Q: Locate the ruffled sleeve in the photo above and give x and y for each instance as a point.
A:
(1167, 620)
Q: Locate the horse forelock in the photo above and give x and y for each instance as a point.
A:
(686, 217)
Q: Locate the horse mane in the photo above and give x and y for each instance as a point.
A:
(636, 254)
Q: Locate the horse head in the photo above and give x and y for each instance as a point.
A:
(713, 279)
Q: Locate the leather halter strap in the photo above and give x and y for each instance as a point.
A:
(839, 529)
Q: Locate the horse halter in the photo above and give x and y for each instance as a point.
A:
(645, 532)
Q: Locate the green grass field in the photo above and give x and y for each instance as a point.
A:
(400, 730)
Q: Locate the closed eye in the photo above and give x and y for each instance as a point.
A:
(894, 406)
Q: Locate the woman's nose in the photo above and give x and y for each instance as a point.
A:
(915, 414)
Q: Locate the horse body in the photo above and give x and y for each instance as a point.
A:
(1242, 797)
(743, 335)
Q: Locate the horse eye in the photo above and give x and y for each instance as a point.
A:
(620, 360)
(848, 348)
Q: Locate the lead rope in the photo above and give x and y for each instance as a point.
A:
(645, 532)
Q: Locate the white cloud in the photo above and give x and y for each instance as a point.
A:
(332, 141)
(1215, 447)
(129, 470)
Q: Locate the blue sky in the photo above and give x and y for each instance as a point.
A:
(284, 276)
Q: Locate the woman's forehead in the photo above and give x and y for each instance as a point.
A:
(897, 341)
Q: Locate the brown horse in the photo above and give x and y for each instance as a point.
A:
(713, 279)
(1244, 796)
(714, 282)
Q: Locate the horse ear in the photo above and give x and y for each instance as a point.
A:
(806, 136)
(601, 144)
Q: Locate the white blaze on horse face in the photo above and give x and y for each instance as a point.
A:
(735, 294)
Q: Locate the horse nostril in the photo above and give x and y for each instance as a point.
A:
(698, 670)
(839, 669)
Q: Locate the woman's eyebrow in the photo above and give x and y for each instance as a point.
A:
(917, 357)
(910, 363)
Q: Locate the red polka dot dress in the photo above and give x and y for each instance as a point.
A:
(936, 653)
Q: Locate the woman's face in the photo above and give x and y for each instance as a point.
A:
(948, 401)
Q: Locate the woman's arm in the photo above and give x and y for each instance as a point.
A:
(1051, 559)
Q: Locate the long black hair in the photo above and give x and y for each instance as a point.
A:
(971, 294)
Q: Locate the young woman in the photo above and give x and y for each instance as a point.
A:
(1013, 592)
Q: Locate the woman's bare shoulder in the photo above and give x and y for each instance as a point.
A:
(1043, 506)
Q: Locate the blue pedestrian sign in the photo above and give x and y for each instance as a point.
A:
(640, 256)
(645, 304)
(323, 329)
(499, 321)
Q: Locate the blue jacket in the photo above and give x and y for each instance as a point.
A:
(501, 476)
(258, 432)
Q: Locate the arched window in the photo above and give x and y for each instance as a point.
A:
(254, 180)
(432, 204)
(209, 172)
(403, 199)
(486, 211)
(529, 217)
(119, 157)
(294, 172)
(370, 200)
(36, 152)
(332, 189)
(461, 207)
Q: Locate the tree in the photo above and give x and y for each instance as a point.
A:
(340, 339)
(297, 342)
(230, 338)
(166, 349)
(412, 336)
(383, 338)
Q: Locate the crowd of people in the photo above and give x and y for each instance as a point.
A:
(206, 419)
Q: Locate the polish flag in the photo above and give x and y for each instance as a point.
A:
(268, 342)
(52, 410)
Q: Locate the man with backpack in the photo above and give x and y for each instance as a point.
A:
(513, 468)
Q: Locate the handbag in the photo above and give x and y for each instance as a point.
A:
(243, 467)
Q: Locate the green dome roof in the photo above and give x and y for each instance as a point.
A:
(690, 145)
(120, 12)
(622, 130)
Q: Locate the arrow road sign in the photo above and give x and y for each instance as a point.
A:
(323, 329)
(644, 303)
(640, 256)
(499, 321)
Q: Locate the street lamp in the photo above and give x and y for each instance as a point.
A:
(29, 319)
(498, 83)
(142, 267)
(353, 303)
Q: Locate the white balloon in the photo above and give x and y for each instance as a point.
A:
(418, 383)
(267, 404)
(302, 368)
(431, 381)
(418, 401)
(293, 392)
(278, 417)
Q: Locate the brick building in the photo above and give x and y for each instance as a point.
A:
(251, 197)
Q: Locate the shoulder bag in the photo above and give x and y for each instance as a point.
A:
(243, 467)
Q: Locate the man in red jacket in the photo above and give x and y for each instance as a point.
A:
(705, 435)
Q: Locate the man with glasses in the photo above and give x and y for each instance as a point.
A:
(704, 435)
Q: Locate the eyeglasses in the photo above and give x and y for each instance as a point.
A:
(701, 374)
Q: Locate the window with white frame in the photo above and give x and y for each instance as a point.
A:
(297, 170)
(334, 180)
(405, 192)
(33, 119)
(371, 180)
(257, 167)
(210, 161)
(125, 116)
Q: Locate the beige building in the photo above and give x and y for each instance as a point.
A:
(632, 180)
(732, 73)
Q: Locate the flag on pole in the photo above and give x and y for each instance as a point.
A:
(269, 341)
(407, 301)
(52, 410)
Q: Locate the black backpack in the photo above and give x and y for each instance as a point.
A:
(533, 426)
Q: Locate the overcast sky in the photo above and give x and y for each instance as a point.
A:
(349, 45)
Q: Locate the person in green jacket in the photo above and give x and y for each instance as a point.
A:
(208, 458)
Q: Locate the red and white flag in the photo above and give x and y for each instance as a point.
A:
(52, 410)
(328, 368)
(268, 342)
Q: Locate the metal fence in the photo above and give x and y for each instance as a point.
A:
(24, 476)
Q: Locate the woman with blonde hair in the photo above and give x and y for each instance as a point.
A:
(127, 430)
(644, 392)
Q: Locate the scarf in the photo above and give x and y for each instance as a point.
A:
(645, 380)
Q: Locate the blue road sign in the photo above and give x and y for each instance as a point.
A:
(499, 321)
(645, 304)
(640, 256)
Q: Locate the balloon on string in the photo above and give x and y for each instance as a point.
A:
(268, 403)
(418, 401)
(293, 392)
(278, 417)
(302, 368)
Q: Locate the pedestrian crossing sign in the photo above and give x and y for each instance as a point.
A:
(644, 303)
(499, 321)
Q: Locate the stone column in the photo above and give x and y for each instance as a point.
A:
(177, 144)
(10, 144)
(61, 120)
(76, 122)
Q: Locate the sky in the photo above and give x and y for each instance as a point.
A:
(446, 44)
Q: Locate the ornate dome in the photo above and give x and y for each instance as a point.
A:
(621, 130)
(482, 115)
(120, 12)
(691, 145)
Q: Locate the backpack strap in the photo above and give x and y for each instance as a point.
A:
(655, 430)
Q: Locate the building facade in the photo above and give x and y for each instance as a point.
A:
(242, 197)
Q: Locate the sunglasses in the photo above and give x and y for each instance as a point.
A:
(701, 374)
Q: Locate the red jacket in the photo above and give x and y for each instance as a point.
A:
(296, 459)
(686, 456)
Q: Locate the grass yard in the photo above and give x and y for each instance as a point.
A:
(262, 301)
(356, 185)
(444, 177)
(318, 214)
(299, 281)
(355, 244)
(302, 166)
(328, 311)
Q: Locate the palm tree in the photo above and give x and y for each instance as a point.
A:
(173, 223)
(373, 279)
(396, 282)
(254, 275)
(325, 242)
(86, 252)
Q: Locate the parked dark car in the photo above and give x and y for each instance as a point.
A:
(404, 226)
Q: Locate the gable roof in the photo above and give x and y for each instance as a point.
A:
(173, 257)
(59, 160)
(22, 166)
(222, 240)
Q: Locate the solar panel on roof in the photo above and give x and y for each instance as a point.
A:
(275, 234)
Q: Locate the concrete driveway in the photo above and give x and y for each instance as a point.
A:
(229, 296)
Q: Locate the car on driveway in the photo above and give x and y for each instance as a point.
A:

────────

Look through the entries and work out how many lines have the word "pedestrian" in them; reply with that number only.

2